> _Excerpted text_
────────────────────
She's really good in class as far as training (arguably the smartest in basic and Intermediate) and the dogs she's had puppy classes with are one's that she doesn't have these issues with and actually looks to play with them. So, it really is a trust thing with her. Once she trusts a dog/person she is pretty good and affectionate to them. An example of this is the guy who takes her most mornings for day care. She wags her tail and looks excited to see him and I watch them go down the hall with her tail wagging and her saying hi to all the other people who work there without issues. 

On the other hand, I'm a little worried that she learned some of these behaviors (barking, challenging, etc.) from the day care. Unfortunately, it's something we needed to do at the time because she was too young to stay home and neither of us work close enough to take her out at lunch.

I think we're leaning towards talking to a behaviorist if only to help put our mind at ease that it's not something we're doing and to see if there's anything that we can do above what we already are to try and help her.


----------



## debbiebrown (Apr 13, 2002)

very possible she could have gotten these behaviors from day care, i am not a big day care avocate anyway, ok for some dogs, but yes, they learn rough stuff and other unwanted behaviors.....

Good idea to go talk with a behviorist, chances are with more exposure, OB training, and age things will get better..........

best of luck i am sure you will figure it out with some guidence.......


----------
────────────────────
> _To be done_
Write out, word for word, the part of the forum thread about the dog's behavior starting with "I think we're" and going on through "with some guidence.......".

> _Given information_
────────────────────
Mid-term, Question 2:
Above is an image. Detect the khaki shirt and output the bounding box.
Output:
────────────────────
> _Response to the exercise_
I think we're leaning towards talking to a behaviorist if only to help put our mind at ease that it's not something we're doing and to see if there's anything that we can do above what we already are to try and help her.


----------



## debbiebrown (Apr 13, 2002)

very possible she could have gotten these behaviors from day care, i am not a big day care avocate anyway, ok for some dogs, but yes, they learn rough stuff and other unwanted behaviors.....

Good idea to go talk with a behviorist, chances are with more exposure, OB training, and age things will get better..........

best of luck i am sure you will figure it out with some guidence.......